▸ Written task
Put the rows from the line containing "</instance>" through the line containing "box: [303, 523, 355, 597]" into a numbered list, leaving out blank lines. Leave the pictures out of the answer.

(Stored records)
=====

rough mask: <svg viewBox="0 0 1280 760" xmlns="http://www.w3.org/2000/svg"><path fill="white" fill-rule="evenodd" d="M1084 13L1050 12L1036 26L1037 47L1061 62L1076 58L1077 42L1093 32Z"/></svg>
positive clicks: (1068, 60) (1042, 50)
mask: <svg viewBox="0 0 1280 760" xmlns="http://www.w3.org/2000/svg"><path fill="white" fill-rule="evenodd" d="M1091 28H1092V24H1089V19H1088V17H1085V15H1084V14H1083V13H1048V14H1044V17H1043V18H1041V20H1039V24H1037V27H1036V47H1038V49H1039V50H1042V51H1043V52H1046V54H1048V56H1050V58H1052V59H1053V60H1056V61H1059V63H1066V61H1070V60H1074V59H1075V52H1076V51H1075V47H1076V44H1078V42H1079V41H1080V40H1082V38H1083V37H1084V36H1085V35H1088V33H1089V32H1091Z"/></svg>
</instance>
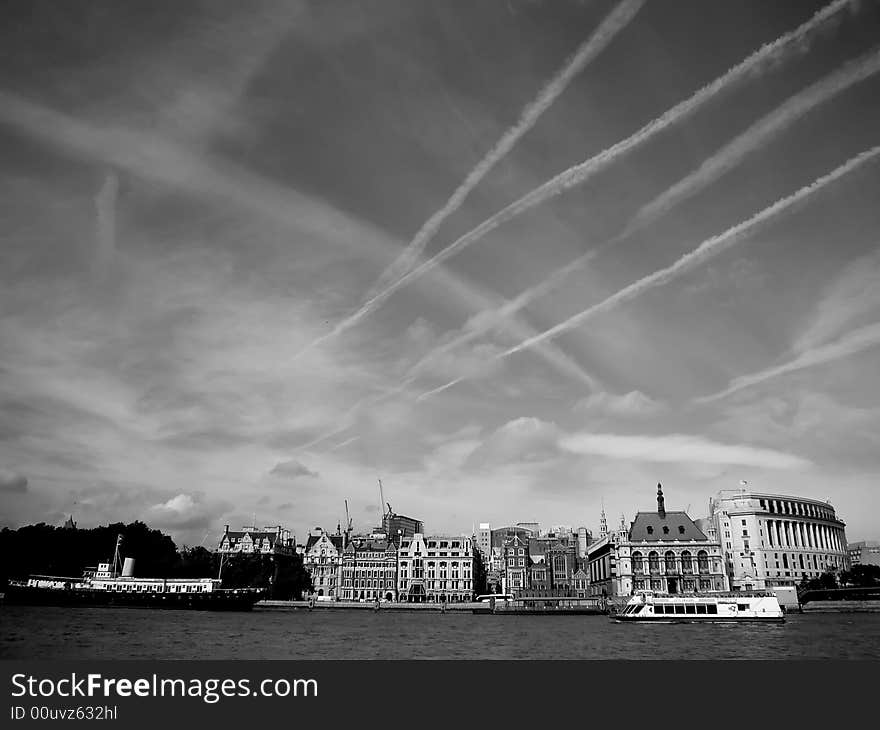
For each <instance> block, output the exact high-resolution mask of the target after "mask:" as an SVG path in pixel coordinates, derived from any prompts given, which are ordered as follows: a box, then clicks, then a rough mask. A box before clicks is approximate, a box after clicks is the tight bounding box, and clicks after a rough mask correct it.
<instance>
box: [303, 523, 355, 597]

=====

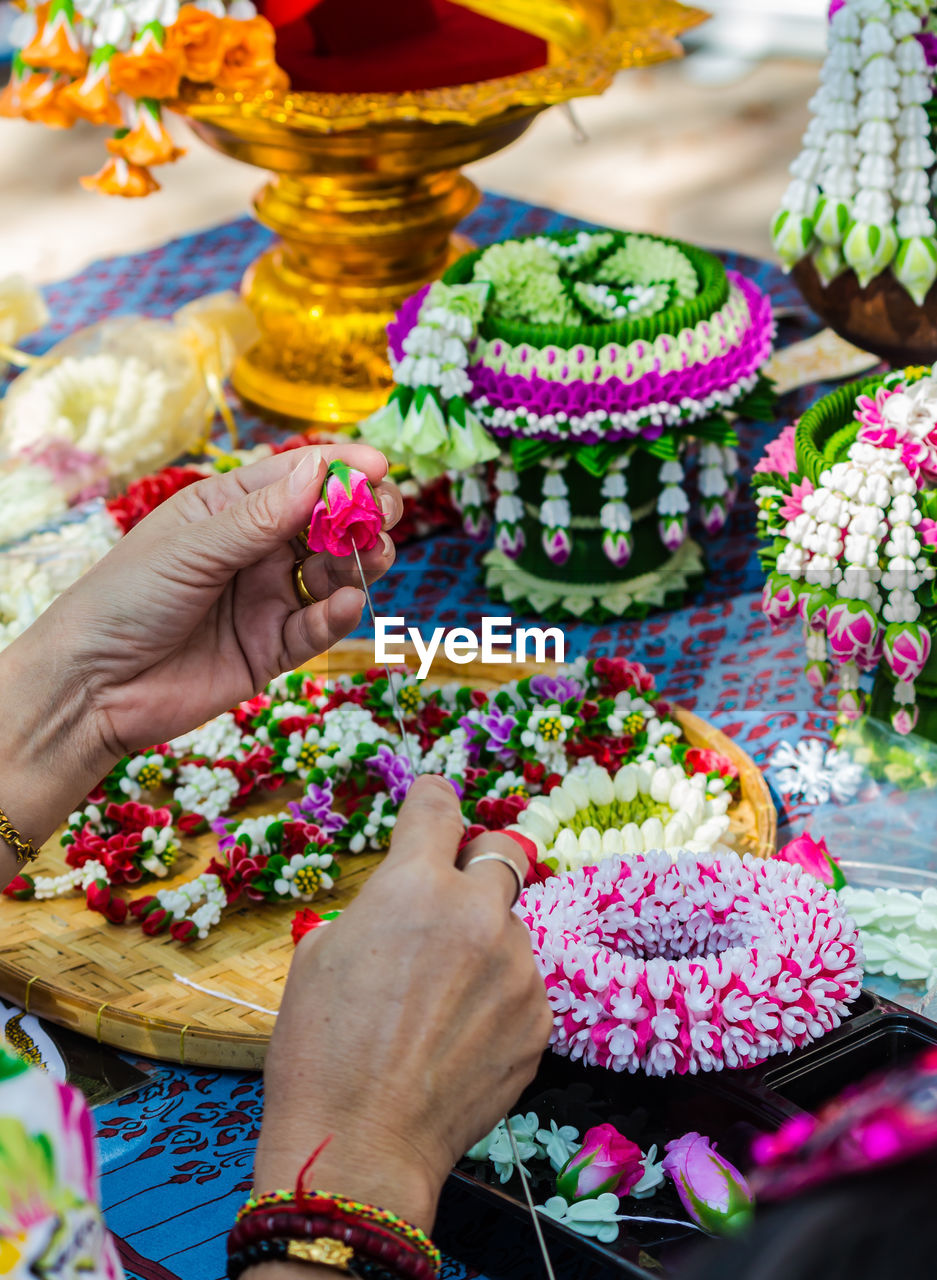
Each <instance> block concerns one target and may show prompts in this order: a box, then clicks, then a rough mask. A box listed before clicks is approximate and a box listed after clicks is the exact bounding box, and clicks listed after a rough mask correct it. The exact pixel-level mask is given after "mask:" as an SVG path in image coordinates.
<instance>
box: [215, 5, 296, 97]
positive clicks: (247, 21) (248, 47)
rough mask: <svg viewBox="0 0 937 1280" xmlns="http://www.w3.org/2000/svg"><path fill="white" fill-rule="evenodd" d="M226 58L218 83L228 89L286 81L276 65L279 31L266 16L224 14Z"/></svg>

=====

▸ Solved problem
1. </instance>
2. For each <instance> block, output the exact high-resolution mask of the target after "mask:" as an SVG path in pixel coordinates, derived from any prompts given, which are ordered as follows: a box, then clicks, then a rough mask. A box before clicks is approximate, a box after clicks is the tight bounding box, and clicks after a rough mask correct it.
3. <instance>
4. box: [303, 523, 355, 597]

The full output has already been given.